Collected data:

>>>>>

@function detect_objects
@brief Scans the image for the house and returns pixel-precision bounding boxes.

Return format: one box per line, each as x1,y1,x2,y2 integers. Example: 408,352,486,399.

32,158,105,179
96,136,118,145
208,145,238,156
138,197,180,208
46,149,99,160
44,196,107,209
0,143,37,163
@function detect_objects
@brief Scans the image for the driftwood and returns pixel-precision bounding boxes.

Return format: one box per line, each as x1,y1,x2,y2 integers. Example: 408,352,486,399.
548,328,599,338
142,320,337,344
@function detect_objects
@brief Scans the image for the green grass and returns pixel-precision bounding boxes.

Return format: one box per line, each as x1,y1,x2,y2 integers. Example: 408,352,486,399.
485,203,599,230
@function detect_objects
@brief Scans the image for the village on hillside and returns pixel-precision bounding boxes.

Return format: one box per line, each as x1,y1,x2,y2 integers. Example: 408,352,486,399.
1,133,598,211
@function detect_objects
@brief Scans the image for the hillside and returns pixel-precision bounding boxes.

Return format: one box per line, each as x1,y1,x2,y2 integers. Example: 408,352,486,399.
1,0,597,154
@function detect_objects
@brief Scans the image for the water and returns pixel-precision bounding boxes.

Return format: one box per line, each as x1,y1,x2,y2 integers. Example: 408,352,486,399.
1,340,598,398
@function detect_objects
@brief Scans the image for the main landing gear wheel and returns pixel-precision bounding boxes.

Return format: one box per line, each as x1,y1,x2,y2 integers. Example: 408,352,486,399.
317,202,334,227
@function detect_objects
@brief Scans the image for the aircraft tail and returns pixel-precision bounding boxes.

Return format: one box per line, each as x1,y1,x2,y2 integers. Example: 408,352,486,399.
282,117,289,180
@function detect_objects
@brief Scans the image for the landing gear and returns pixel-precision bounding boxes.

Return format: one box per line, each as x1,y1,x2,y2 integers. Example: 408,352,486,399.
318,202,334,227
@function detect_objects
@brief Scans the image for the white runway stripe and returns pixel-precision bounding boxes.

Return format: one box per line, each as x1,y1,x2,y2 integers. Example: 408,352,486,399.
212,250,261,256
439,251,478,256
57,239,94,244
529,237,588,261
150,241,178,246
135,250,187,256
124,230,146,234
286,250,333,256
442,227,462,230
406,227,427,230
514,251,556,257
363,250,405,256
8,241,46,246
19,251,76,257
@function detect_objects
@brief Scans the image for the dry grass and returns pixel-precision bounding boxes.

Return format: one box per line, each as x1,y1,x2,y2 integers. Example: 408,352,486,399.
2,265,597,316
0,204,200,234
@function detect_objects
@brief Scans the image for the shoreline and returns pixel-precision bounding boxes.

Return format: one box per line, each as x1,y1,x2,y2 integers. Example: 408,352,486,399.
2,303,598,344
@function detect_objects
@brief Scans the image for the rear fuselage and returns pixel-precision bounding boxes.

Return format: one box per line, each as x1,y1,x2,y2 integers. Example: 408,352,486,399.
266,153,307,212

<<<<<

■ YOUR INSTRUCTIONS ■
The full set of entries, copied exactly, is the expected answer.

■ SOLVED PROBLEM ■
@function detect_objects
@brief Scans the image for the house and returns pixel-precision bounding boxes.

Return format: one box per line, each as x1,y1,x2,y2 integers. Example: 408,352,486,399.

32,158,105,179
96,136,118,145
208,145,238,156
138,197,180,208
46,149,99,160
44,196,107,209
0,143,37,163
@function detect_objects
@brief Scans the image for the driftwood and returns pixel-precision bounding boxes.

Return format: one box per line, each as x1,y1,x2,y2 integers. Example: 408,352,486,399.
548,328,599,338
142,320,337,344
@function detect_objects
@brief Scans the image for the green grass and returns pixel-precision bounding boxes.

Return format: one box per line, each as x1,y1,x2,y2 integers. Example: 408,352,486,399.
485,203,599,230
@function detect_objects
@brief Scans the image for the village on hillside and returns pixel-precision bounding boxes.

Return format: one box per line, each as x1,y1,x2,y2 integers. Example: 408,352,486,399.
1,133,598,211
@function detect_objects
@brief Scans the image for the hillside and returns pixel-precision bounding boxes.

Return format: one box per line, each as x1,y1,x2,y2 integers. Example: 408,352,486,399.
1,0,597,154
@function detect_objects
@brief Scans the image for the water and returns pixel-precision bounding boxes.

Return format: one box per line, each as x1,y1,x2,y2 integers. Example: 408,352,486,399.
1,340,598,398
@function detect_objects
@brief Scans the image for the main landing gear wheel and returns pixel-precision bounding boxes.

Return format: one box per line, each as x1,y1,x2,y2 integers. Example: 408,352,486,399.
317,202,334,227
@function detect_objects
@brief Scans the image for the aircraft tail and returns pixel-precision bounding boxes.

Return format: one box per line, each as x1,y1,x2,y2 integers. Example: 408,352,486,399.
282,117,289,180
@function detect_objects
@brief Scans the image for the landing gear and returns pixel-precision bounding boxes.

Return format: one box per line, each as x1,y1,x2,y2 integers. Example: 408,352,486,399.
318,202,334,227
@function detect_objects
@brief Scans the image for the white runway stripe and returns pixel-precision bounding boxes.

Return format: one box per line, each as x1,y1,x2,y2 integers. Example: 408,352,486,399.
212,250,261,256
439,251,478,256
57,239,94,244
529,237,588,261
150,241,178,246
135,250,187,256
124,230,146,234
286,250,333,256
442,227,462,230
406,227,427,230
514,251,556,257
363,250,405,256
8,241,46,246
19,251,76,257
@function detect_objects
@brief Scans the image for the dry grass and returns pixel-precision bounding boxes.

Return format: one box per line, each as x1,y1,x2,y2 integers. Example: 408,352,486,399.
2,265,597,316
0,204,200,234
@function detect_objects
@brief Scans the image for the shoreline and returns pixel-precision bounding boxes.

Return format: one box per line, each as x1,y1,x2,y2 integers. Example: 408,352,486,399.
2,303,598,344
@function detect_objects
@brief Scans the image for the rear fuselage and returns pixel-precision bounding boxes.

Return format: one box per line, each as x1,y1,x2,y2 integers. Example: 408,352,486,399.
266,153,307,212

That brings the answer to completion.